(Excerpts from location labeling data)
[start]
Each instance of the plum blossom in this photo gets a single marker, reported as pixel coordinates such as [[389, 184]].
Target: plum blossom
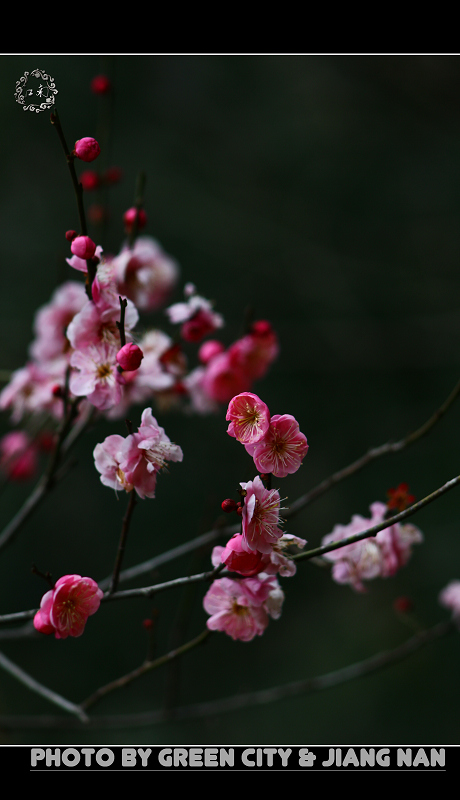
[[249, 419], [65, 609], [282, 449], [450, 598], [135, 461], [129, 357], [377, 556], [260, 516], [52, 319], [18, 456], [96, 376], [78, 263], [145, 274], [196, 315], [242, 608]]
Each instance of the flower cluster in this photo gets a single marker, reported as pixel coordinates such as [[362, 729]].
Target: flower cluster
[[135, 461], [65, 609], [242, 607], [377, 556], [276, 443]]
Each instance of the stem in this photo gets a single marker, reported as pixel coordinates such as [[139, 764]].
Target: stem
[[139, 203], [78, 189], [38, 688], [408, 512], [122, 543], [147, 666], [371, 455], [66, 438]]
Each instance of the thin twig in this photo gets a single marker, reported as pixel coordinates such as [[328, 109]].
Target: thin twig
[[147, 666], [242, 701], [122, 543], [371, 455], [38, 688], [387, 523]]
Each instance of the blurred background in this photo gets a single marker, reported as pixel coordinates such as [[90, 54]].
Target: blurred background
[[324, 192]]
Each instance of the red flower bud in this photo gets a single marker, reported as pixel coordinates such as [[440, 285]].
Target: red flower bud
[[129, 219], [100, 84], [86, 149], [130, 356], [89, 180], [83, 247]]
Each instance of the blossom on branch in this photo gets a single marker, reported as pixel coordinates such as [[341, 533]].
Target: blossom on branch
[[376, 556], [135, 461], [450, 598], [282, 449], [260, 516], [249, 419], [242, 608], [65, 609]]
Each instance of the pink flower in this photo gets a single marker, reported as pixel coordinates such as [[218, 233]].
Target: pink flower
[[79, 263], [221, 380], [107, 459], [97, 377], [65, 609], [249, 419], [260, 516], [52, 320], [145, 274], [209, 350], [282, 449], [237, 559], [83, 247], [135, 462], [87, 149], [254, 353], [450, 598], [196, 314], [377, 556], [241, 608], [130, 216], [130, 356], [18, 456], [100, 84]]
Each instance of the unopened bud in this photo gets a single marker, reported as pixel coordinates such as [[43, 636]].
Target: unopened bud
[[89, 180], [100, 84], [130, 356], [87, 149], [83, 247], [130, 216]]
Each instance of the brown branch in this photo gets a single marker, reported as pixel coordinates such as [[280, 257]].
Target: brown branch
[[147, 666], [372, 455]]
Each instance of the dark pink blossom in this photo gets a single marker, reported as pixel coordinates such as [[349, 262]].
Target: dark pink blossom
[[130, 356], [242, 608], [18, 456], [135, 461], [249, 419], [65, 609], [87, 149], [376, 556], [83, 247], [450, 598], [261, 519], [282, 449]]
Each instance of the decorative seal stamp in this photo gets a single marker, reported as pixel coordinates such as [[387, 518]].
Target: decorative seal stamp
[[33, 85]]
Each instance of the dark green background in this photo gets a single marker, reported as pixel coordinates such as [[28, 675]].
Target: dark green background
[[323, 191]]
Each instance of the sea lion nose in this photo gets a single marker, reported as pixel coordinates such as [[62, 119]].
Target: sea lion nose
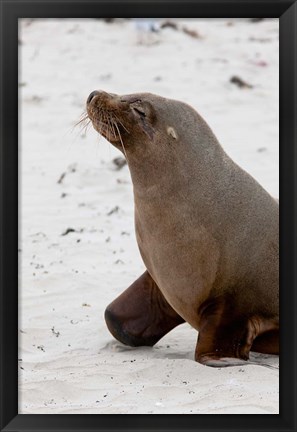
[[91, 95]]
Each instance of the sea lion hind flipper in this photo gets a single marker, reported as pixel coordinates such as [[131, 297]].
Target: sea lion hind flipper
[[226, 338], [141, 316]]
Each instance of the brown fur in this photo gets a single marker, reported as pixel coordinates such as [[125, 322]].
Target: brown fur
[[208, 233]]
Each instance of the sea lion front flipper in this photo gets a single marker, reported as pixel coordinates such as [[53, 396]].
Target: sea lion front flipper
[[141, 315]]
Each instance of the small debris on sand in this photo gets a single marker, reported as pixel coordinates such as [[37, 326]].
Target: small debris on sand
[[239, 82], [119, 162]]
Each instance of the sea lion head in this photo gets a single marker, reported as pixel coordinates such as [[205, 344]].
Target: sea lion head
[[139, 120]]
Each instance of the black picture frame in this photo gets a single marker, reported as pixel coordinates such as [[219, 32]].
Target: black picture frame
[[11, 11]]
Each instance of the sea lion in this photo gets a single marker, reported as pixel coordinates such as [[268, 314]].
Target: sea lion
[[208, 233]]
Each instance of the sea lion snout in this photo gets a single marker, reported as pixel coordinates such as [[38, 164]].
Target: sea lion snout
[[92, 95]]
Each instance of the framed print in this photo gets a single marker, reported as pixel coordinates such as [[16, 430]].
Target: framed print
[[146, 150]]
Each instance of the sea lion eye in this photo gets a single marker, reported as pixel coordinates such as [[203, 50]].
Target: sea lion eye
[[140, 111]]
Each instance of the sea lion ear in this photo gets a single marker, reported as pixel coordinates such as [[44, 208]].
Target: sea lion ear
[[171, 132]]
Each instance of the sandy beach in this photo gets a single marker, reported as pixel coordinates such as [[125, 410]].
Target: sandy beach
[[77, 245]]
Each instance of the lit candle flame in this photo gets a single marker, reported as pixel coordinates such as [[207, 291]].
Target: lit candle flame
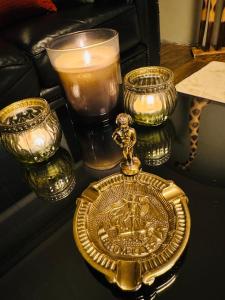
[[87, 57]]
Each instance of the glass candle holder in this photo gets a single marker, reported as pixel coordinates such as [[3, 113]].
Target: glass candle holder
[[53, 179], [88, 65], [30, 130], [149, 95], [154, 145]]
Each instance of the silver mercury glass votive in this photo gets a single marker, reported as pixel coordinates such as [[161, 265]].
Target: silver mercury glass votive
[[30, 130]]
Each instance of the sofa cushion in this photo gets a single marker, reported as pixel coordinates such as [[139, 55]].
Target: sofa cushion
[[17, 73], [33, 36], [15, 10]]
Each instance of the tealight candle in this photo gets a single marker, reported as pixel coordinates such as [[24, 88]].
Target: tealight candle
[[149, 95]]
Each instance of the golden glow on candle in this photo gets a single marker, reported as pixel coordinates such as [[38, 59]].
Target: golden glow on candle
[end]
- TASK OBJECTIVE -
Lay out every line of the listing above as a Markdown table with two columns, Row and Line, numbering each row and omitting blank lines. Leave the pictures out of the table.

- THE RESPONSE -
| Row | Line |
|---|---|
| 1 | Each instance of the plum blossom in this photo gets a single marker, reported as pixel coordinates such as [[389, 184]]. |
| 2 | Target: plum blossom |
| 3 | [[249, 419], [65, 609], [282, 449], [450, 598], [135, 461], [129, 357], [377, 556], [260, 516], [52, 319], [18, 456], [96, 376], [78, 263], [145, 274], [196, 315], [242, 608]] |
| 4 | Each instance of the flower cluster in this photo gets a single marker, reported as pixel coordinates such as [[362, 729]]. |
| 5 | Target: flower cluster |
| 6 | [[135, 461], [65, 609], [242, 607], [377, 556], [276, 443]] |
| 7 | Each instance of the stem in this photo gets a single marker, reported as pixel coordinates such as [[139, 764]]. |
| 8 | Target: stem |
| 9 | [[139, 203], [78, 189], [38, 688], [408, 512], [122, 543], [147, 666], [371, 455], [66, 438]] |
| 10 | Each instance of the thin twig in this photo gets a single marker, reported as pixel coordinates such as [[328, 109]]. |
| 11 | Target: thin twig |
| 12 | [[147, 666], [242, 701], [122, 543], [371, 455], [38, 688], [387, 523]] |
| 13 | Each instance of the blurred background in this photo gets a single marker, reported as pixel coordinates such as [[90, 54]]. |
| 14 | Target: blurred background |
| 15 | [[324, 192]] |
| 16 | Each instance of the red flower bud in this photo gets a single marker, reported as pixel coordinates such as [[440, 285]]. |
| 17 | Target: red flower bud |
| 18 | [[129, 219], [100, 84], [86, 149], [130, 356], [89, 180], [83, 247]] |
| 19 | Each instance of the blossom on branch in this photo gets a single marker, reported as pixel coordinates such as [[341, 533]]. |
| 20 | Target: blossom on branch |
| 21 | [[376, 556], [135, 461], [450, 598], [282, 449], [260, 516], [249, 419], [242, 608], [65, 609]] |
| 22 | Each instance of the pink flower in this photo gets a single marker, reported as pixel coordinates such as [[218, 233]]. |
| 23 | Target: pink flower |
| 24 | [[79, 263], [221, 380], [107, 459], [97, 377], [65, 609], [249, 419], [260, 516], [52, 320], [145, 274], [209, 350], [282, 449], [237, 559], [83, 247], [135, 462], [87, 149], [254, 353], [450, 598], [196, 314], [377, 556], [241, 608], [130, 216], [130, 356], [18, 456], [100, 84]] |
| 25 | Each instance of the unopened bud in this photo gets a single marker, reported as pixel coordinates such as [[43, 636]]. |
| 26 | Target: unopened bud |
| 27 | [[89, 180], [100, 84], [130, 356], [87, 149], [83, 247], [130, 216]] |
| 28 | Each instance of the brown branch in this photo gets a single marker, reported as pixel coordinates such as [[280, 257]]. |
| 29 | Target: brown branch |
| 30 | [[147, 666], [372, 455]] |
| 31 | Each instance of the dark pink blossom in this photo gets a single marker, reported as pixel coordinates such as [[349, 262]]. |
| 32 | Target: dark pink blossom |
| 33 | [[130, 356], [242, 608], [18, 456], [135, 461], [249, 419], [65, 609], [87, 149], [376, 556], [83, 247], [450, 598], [261, 519], [282, 449]] |
| 34 | Each instance of the decorative seal stamp in this photo gets a single marker, reported as pixel coordinates such as [[387, 518]]. |
| 35 | Target: decorative seal stamp |
| 36 | [[33, 85]] |
| 37 | Each instance of the dark green background in this photo gets a single marker, reported as pixel coordinates such as [[28, 675]]. |
| 38 | Target: dark green background |
| 39 | [[323, 191]] |
| 40 | Each instance of the sea lion nose in this photo gets a single marker, reported as pixel coordinates such as [[62, 119]]. |
| 41 | Target: sea lion nose |
| 42 | [[91, 95]] |
| 43 | Each instance of the sea lion hind flipper in this photo gets a single marker, reported as pixel coordinates such as [[131, 297]]. |
| 44 | Target: sea lion hind flipper |
| 45 | [[226, 338], [141, 316]] |
| 46 | Each instance of the brown fur in this photo gets a single marker, reported as pixel coordinates such as [[125, 322]]. |
| 47 | Target: brown fur |
| 48 | [[208, 233]] |
| 49 | Each instance of the sea lion front flipper in this photo gets a single marker, reported as pixel coordinates such as [[53, 396]]. |
| 50 | Target: sea lion front flipper |
| 51 | [[141, 315]] |
| 52 | Each instance of the small debris on sand in this photo gets a single marker, reported as pixel coordinates such as [[37, 326]]. |
| 53 | Target: small debris on sand |
| 54 | [[239, 82], [119, 162]] |
| 55 | Each instance of the sea lion head in this photo gets a single marker, reported as pixel coordinates such as [[205, 344]]. |
| 56 | Target: sea lion head |
| 57 | [[139, 120]] |
| 58 | Each instance of the black picture frame in this photo gets a single marker, reported as pixel coordinates such as [[219, 32]]. |
| 59 | Target: black picture frame |
| 60 | [[11, 11]] |
| 61 | Each instance of the sea lion in this photo gets a single marker, reported as pixel coordinates such as [[268, 314]]. |
| 62 | Target: sea lion |
| 63 | [[208, 233]] |
| 64 | Each instance of the sea lion snout in this photo gets a single marker, reported as pixel coordinates such as [[38, 164]]. |
| 65 | Target: sea lion snout |
| 66 | [[92, 95]] |
| 67 | Each instance of the framed print in this photo gets a single marker, reported as pixel coordinates such as [[16, 430]]. |
| 68 | Target: framed print |
| 69 | [[146, 150]] |
| 70 | Each instance of the sea lion eye in this photo gets a single marker, reported as pixel coordinates such as [[203, 50]]. |
| 71 | Target: sea lion eye |
| 72 | [[140, 111]] |
| 73 | Each instance of the sea lion ear in this photo gets a single marker, reported as pixel coordinates such as [[44, 208]]. |
| 74 | Target: sea lion ear |
| 75 | [[171, 132]] |
| 76 | Each instance of the sandy beach in this photo gets a single marker, reported as pixel coordinates such as [[125, 410]]. |
| 77 | Target: sandy beach |
| 78 | [[77, 245]] |
| 79 | Each instance of the lit candle flame in this photo gets a single marker, reported as pixel coordinates such as [[207, 291]]. |
| 80 | Target: lit candle flame |
| 81 | [[87, 57]] |
| 82 | Each instance of the glass candle holder in this photo gets a single marker, reported as pixel coordinates such as [[3, 113]]. |
| 83 | Target: glass candle holder |
| 84 | [[53, 179], [88, 65], [30, 130], [149, 95], [154, 145]] |
| 85 | Each instance of the silver mercury glass votive in this photo gets a single marker, reported as pixel coordinates such as [[161, 265]]. |
| 86 | Target: silver mercury glass votive |
| 87 | [[30, 130]] |
| 88 | Each instance of the sofa cushion in this photo gets a single marker, reported as pixel coordinates such as [[139, 55]]. |
| 89 | Target: sofa cushion |
| 90 | [[17, 73], [33, 36], [15, 10]] |
| 91 | Each instance of the tealight candle in this photo gets a single marker, reported as pixel coordinates such as [[24, 88]]. |
| 92 | Target: tealight candle |
| 93 | [[149, 95]] |
| 94 | Each instance of the golden glow on candle in this photo gets a single marker, reported as pixel coordinates such as [[38, 59]]. |
| 95 | Target: golden glow on candle |